┌────────

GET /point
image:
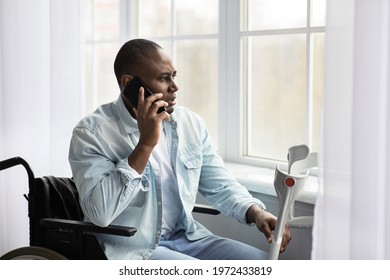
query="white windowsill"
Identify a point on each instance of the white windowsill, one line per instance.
(260, 180)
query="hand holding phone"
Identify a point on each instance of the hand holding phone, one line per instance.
(132, 91)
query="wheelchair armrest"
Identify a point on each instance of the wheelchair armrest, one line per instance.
(205, 209)
(87, 226)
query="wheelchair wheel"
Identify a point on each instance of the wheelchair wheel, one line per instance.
(32, 253)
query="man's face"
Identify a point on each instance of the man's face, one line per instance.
(158, 74)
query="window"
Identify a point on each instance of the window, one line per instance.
(253, 69)
(282, 60)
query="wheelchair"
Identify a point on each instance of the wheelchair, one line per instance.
(56, 226)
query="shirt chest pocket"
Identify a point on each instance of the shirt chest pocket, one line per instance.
(191, 162)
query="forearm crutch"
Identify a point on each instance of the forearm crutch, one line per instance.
(288, 186)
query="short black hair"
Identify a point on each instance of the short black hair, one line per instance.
(131, 55)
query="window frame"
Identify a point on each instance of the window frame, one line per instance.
(232, 126)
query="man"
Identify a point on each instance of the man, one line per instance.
(134, 166)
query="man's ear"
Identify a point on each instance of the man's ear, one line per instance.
(125, 80)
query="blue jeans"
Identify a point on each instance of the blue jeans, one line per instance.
(178, 247)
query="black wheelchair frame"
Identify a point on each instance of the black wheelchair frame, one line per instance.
(57, 229)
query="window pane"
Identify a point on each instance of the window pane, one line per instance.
(197, 68)
(277, 96)
(196, 17)
(88, 19)
(318, 12)
(275, 14)
(318, 86)
(106, 17)
(107, 86)
(155, 18)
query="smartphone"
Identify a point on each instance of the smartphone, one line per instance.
(132, 92)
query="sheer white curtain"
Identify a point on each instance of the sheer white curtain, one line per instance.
(352, 215)
(40, 99)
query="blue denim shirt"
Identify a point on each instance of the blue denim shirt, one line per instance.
(111, 192)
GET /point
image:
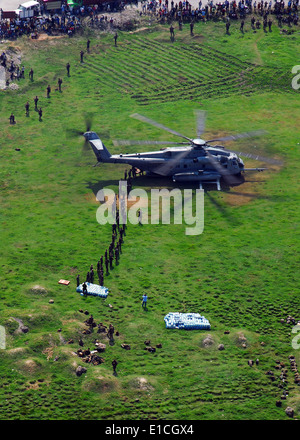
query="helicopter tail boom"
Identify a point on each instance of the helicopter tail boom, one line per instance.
(101, 152)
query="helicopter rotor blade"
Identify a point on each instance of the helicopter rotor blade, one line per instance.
(235, 137)
(257, 157)
(125, 143)
(200, 121)
(158, 125)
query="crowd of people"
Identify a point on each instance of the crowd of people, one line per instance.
(68, 20)
(184, 12)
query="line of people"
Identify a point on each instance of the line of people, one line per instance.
(12, 118)
(111, 255)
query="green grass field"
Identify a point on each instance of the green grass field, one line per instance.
(241, 273)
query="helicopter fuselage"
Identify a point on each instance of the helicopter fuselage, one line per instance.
(174, 160)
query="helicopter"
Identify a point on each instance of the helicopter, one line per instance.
(192, 160)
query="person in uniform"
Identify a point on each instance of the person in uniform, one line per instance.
(27, 108)
(12, 119)
(59, 84)
(172, 34)
(114, 364)
(84, 289)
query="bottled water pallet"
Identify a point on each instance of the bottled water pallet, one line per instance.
(93, 290)
(187, 321)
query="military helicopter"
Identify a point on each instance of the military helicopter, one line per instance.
(193, 160)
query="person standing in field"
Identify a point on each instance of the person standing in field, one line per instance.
(144, 301)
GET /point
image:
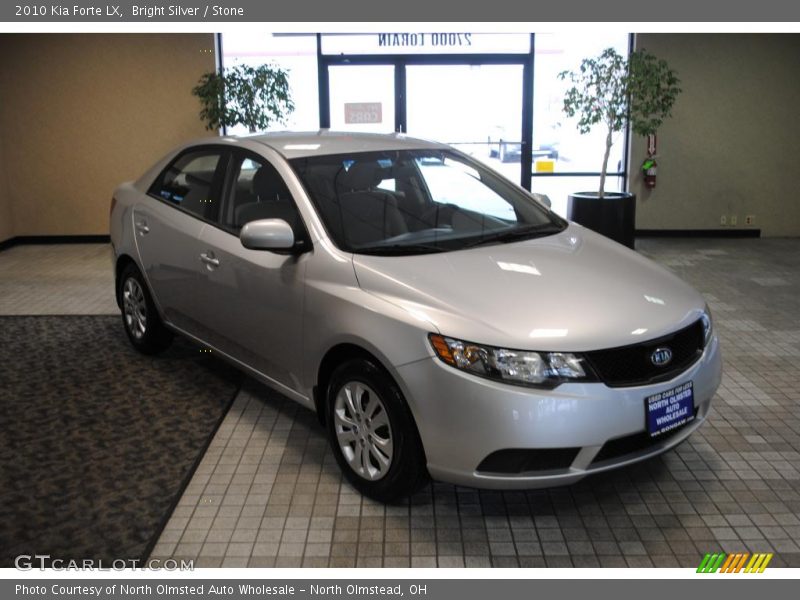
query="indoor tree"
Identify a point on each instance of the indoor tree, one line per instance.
(255, 97)
(612, 91)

└────────

• **REQUIREMENTS**
Which lines above contain the string "frame", with case counting? Return each of them in full.

• **RESULT BELOW**
query="window frame"
Identify a point on each instance of the window frame, one line per instance.
query="black wheelchair frame"
Identify a point on each instance of the black wheelchair frame, one line per instance.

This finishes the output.